> WORK TASK 1: Decide whether each statement below agrees with the article about the Frito-Lay plant closure. Answer yes or no for each, and quote the words of the article that settle it. (a) The Rancho Cucamonga plant had been in Southern California for more than fifty years. (b) The plant closed last month. (c) Snack companies have mainly directed their advertising at Asian communities.
> WORK TASK 2: Carry on the article about the Frito-Lay plant closure, starting after its last sentence.

::: EXCERPTED PASSAGE

Black entrepreneurs eye opportunities as Frito-Lay plant shuts down

The closure of Frito-Lay’s Rancho Cucamonga plant last week, a fixture in Southern California for more than half a century, is not just another business headline. It marks a major shift in the way Americans snack and where their dollars go. For Black business owners and Black communities, this is a moment for reflection on multiple levels.

The business of snacking is changing, and those changes could have outsized consequences for Black communities, which have long been both the target and the backbone of the snack industry.

For decades, snack companies like Frito-Lay, PepsiCo, Kellogg, Coca-Cola and Hershey have poured advertising dollars into Black and Hispanic communities, peddling candy, sugary drinks and salty snacks.

::::::
::: PROVIDED MATERIAL

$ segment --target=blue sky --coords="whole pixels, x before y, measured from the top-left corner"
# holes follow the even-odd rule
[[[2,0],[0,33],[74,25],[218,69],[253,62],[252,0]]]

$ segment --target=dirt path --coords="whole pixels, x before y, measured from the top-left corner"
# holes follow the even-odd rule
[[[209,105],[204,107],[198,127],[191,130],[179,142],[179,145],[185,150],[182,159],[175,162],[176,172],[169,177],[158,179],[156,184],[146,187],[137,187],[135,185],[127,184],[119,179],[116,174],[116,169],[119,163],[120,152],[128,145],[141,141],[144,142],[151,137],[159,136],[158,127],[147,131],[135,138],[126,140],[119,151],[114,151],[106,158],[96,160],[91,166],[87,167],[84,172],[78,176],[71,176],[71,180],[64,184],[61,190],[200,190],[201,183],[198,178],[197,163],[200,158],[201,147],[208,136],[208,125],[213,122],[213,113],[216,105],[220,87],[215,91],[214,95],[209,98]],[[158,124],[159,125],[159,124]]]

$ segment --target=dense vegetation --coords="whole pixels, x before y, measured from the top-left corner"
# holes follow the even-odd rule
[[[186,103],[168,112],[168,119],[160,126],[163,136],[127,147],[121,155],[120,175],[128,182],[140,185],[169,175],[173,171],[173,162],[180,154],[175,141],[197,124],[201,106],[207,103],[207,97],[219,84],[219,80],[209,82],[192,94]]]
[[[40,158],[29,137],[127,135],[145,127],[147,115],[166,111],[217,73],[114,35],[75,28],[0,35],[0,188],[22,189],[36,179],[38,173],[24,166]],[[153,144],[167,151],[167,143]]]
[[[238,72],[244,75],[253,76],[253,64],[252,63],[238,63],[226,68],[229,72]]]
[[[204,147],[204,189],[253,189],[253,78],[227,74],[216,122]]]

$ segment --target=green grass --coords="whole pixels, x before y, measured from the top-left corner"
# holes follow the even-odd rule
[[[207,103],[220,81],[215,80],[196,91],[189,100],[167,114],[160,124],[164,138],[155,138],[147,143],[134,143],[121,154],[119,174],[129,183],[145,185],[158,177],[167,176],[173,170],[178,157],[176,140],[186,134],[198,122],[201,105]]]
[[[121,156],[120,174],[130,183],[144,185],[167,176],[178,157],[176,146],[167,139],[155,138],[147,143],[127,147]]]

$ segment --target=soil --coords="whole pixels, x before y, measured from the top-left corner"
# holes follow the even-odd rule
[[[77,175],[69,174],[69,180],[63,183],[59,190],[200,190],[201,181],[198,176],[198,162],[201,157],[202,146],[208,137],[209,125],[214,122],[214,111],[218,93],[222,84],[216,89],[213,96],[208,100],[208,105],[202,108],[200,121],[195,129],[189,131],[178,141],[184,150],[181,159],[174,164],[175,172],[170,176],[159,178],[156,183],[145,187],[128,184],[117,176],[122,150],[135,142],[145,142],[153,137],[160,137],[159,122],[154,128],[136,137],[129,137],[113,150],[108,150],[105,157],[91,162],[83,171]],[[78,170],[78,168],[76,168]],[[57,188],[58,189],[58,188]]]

::::::
::: PROVIDED MATERIAL

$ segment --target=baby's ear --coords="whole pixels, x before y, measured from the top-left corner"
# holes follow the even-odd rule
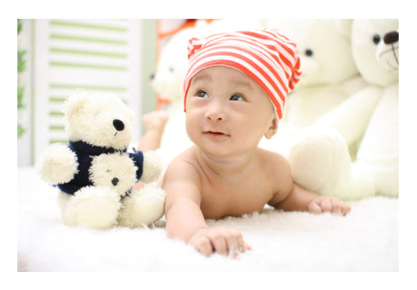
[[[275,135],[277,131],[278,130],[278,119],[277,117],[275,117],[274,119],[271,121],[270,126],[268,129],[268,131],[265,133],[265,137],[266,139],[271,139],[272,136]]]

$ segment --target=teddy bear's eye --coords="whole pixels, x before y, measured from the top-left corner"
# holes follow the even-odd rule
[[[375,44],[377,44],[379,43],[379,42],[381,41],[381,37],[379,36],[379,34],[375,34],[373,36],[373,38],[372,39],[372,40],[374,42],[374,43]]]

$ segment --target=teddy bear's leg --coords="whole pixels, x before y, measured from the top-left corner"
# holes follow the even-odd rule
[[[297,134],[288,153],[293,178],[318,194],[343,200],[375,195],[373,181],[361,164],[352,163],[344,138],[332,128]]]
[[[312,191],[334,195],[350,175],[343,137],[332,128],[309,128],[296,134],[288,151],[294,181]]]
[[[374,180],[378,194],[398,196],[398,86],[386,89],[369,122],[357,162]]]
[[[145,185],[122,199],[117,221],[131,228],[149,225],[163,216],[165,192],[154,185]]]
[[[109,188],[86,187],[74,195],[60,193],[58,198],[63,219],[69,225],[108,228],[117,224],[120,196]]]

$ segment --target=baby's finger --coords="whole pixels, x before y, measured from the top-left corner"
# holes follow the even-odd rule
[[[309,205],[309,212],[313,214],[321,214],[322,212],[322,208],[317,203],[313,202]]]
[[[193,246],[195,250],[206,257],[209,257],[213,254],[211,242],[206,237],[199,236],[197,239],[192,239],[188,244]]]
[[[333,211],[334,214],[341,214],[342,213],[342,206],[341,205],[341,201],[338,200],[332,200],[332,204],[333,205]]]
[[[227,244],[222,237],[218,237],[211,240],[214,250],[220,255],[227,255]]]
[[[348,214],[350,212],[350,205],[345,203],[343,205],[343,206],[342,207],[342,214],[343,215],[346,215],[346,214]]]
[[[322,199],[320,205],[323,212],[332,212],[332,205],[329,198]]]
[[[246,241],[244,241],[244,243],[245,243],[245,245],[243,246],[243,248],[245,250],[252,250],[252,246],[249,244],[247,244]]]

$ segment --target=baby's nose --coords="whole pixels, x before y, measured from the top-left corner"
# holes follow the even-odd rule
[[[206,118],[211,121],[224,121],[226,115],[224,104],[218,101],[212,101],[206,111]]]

::::::

> REPLY 1:
(a) Yes: "a fixture in Southern California for more than half a century"
(b) No: "The closure of Frito-Lay’s Rancho Cucamonga plant last week"
(c) No: "poured advertising dollars into Black and Hispanic communities"

> REPLY 2:
As recently as 2021, Black youth and adults were seeing 9% to 21% more food and beverage TV ads than their white peers, a study from the University of Connecticut found. Most of these ads promoted high-calorie, low-nutrient products. So this big change that’s coming for snacking presents a real paradox for our communities: As the manufacturing industry has declined in the U.S., Black folks have been able to find reliable sources of income from snack companies, but the products being pushed have contributed to higher rates of obesity, heart disease and diabetes.

That paradox is now colliding with a new reality. Americans are snacking less. There are lots of reasons — rising food prices, inflation, higher tariffs and a shift in consumer priorities toward necessities. And there’s a new foe for snack companies to compete with in the form of weight loss drugs like Ozempic, which can reduce cravings for salty and sweet snacks.

Snacking is taking a hit as consumer spending shifts away from “little treats” and toward essentials. Even Frito-Lay, a titan of the industry, couldn’t stop the rain. The company tried to adapt by increasing the size of snack bags and variety packs, but it wasn’t enough. Sales have tumbled this year and executives aren’t expecting things to turn around next year, according to the company’s latest earnings report.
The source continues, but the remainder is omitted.